ASSIGNMENT >>
Search the material below for the word "oven" and copy every line in which it occurs.

SUPPLIED ENTRIES >>
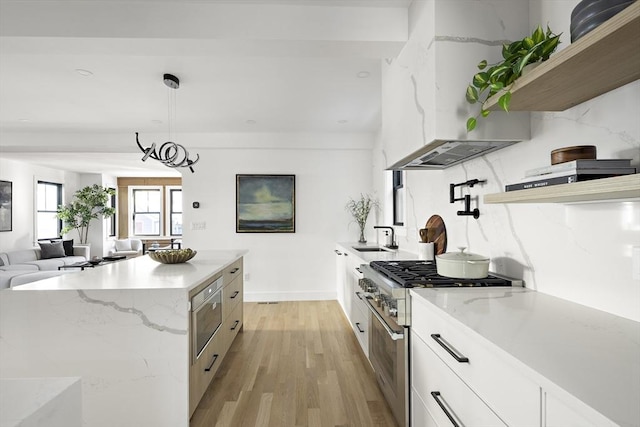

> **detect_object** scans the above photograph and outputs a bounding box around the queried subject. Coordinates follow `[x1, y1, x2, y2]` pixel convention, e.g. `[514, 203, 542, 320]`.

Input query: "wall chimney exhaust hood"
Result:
[387, 139, 521, 170]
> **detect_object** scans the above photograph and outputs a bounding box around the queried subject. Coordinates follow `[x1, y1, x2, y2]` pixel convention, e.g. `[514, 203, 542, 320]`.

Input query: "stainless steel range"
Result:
[358, 260, 523, 427]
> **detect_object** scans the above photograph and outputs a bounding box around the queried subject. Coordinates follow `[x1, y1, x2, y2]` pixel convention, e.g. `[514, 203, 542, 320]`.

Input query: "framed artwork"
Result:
[0, 180, 12, 232]
[236, 174, 295, 233]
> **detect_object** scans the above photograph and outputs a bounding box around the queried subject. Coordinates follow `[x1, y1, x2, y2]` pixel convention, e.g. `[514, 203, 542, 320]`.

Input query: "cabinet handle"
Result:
[431, 334, 469, 363]
[230, 267, 239, 274]
[230, 290, 240, 299]
[230, 320, 240, 331]
[335, 250, 343, 255]
[355, 322, 365, 333]
[431, 391, 460, 427]
[355, 267, 362, 273]
[204, 354, 219, 372]
[356, 291, 364, 300]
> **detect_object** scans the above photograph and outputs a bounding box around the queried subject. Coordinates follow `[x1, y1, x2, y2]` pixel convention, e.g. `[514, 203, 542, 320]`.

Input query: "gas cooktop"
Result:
[369, 260, 520, 288]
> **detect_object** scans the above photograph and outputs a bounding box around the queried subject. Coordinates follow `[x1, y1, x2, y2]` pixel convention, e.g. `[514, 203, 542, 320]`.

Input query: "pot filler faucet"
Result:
[374, 226, 398, 249]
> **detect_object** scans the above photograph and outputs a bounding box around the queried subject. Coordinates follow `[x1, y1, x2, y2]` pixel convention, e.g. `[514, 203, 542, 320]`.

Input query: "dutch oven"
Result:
[436, 247, 489, 279]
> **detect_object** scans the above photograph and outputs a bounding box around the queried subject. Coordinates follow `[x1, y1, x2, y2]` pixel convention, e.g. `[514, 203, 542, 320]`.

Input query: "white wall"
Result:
[376, 0, 640, 321]
[181, 133, 375, 301]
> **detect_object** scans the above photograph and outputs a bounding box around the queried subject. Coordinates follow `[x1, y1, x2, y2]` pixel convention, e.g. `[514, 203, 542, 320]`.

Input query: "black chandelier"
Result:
[135, 74, 199, 173]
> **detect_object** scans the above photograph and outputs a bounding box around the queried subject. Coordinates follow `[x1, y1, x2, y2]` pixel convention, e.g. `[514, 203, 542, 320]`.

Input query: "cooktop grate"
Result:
[369, 260, 515, 288]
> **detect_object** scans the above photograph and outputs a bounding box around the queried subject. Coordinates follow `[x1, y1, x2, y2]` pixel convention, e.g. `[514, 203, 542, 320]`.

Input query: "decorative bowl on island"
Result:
[148, 248, 197, 264]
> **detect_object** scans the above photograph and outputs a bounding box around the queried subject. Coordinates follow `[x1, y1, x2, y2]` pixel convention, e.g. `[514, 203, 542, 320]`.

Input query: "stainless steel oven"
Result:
[362, 290, 408, 427]
[191, 276, 223, 364]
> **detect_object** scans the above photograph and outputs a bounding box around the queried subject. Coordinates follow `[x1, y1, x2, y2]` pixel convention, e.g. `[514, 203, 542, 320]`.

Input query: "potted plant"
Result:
[465, 25, 561, 132]
[346, 194, 379, 243]
[56, 184, 116, 244]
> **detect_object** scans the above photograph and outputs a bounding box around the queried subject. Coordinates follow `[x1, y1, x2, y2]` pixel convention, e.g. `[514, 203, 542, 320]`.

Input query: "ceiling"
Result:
[0, 0, 410, 176]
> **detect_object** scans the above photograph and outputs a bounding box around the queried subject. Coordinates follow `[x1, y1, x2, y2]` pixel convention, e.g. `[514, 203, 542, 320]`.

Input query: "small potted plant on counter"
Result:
[346, 193, 379, 243]
[465, 25, 561, 132]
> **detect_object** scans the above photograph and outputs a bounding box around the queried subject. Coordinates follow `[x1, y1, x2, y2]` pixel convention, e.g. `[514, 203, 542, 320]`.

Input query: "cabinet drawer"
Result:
[350, 292, 369, 358]
[224, 258, 243, 286]
[412, 296, 540, 426]
[189, 329, 224, 415]
[411, 330, 507, 426]
[224, 301, 243, 353]
[223, 274, 243, 320]
[411, 388, 439, 427]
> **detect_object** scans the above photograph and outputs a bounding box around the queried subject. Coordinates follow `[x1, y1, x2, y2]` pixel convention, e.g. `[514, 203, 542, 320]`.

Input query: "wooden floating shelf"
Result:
[484, 174, 640, 204]
[485, 2, 640, 112]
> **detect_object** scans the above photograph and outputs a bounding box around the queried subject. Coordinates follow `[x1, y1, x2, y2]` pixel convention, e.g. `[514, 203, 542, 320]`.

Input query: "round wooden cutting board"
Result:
[425, 215, 447, 255]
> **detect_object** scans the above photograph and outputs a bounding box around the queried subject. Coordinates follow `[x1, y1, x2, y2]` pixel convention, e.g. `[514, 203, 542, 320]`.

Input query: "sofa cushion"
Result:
[10, 271, 68, 288]
[6, 249, 39, 265]
[38, 241, 66, 259]
[114, 239, 133, 251]
[0, 264, 39, 272]
[1, 270, 41, 289]
[23, 259, 66, 270]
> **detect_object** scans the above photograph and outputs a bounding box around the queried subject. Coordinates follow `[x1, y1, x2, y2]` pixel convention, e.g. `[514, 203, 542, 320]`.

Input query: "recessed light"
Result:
[246, 119, 257, 125]
[75, 69, 94, 76]
[18, 118, 29, 122]
[338, 120, 348, 124]
[152, 119, 163, 124]
[356, 71, 371, 78]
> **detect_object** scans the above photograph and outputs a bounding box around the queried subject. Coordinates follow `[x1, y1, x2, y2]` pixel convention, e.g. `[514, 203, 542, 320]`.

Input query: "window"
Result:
[128, 185, 182, 237]
[106, 189, 116, 237]
[392, 170, 405, 226]
[168, 187, 182, 236]
[37, 181, 62, 240]
[132, 188, 161, 236]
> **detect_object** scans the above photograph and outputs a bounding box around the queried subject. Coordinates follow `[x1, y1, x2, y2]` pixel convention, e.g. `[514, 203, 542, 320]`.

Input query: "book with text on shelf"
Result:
[505, 171, 637, 192]
[524, 159, 633, 177]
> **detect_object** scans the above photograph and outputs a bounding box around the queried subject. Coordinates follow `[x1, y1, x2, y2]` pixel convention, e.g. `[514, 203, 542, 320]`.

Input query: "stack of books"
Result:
[505, 159, 636, 192]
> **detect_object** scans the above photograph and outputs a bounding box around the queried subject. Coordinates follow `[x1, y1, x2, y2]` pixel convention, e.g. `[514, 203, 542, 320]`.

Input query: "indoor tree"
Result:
[56, 184, 115, 244]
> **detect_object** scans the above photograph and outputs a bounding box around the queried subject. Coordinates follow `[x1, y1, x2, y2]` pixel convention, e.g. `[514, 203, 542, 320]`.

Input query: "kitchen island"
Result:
[0, 250, 246, 427]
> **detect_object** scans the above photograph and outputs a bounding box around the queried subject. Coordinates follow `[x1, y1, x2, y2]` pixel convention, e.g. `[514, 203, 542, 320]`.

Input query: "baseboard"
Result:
[244, 290, 337, 302]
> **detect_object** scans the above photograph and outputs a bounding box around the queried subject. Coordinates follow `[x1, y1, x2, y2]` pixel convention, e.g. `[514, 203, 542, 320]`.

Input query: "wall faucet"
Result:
[374, 226, 398, 249]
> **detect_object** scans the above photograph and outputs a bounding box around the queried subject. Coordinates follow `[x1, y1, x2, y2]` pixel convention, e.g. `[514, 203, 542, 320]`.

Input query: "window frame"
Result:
[36, 180, 63, 240]
[166, 186, 183, 237]
[392, 170, 405, 227]
[129, 186, 163, 237]
[106, 189, 116, 237]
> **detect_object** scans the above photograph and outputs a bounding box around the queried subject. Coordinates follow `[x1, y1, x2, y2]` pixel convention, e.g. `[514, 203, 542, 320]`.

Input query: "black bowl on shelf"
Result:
[570, 0, 634, 42]
[88, 258, 103, 265]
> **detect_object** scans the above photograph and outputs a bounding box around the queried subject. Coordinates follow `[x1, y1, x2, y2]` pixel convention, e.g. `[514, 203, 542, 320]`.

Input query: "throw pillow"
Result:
[49, 239, 74, 256]
[114, 239, 132, 251]
[0, 258, 4, 266]
[39, 241, 66, 259]
[62, 239, 74, 256]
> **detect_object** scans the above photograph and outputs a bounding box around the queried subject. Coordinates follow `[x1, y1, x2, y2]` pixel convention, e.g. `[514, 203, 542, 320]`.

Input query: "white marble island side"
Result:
[0, 250, 247, 427]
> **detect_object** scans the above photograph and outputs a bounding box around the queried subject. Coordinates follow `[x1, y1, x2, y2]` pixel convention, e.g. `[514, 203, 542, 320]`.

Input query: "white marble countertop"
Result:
[13, 250, 247, 292]
[0, 377, 81, 427]
[337, 242, 418, 262]
[410, 288, 640, 427]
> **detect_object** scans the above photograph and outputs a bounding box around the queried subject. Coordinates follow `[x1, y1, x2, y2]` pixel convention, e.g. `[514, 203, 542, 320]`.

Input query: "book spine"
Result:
[506, 174, 582, 191]
[524, 160, 632, 177]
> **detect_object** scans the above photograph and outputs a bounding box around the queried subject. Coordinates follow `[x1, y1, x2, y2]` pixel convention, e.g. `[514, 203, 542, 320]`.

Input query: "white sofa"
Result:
[0, 245, 89, 289]
[108, 238, 143, 258]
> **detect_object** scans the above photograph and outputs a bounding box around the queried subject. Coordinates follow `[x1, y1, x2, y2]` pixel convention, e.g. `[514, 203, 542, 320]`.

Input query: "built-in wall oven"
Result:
[360, 260, 522, 427]
[191, 276, 223, 365]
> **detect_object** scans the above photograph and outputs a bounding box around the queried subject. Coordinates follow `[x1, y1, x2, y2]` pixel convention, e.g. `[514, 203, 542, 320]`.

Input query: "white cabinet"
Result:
[335, 245, 347, 311]
[411, 330, 507, 426]
[412, 294, 540, 426]
[410, 288, 640, 427]
[349, 267, 369, 358]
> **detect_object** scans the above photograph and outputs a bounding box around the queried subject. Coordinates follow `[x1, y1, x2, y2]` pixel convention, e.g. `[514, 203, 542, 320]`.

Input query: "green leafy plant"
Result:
[346, 194, 379, 243]
[56, 184, 116, 244]
[466, 25, 561, 132]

EXPECTED ANSWER >>
Input query: "dutch oven"
Input query: "stainless steel oven"
Input query: "built-in wall oven"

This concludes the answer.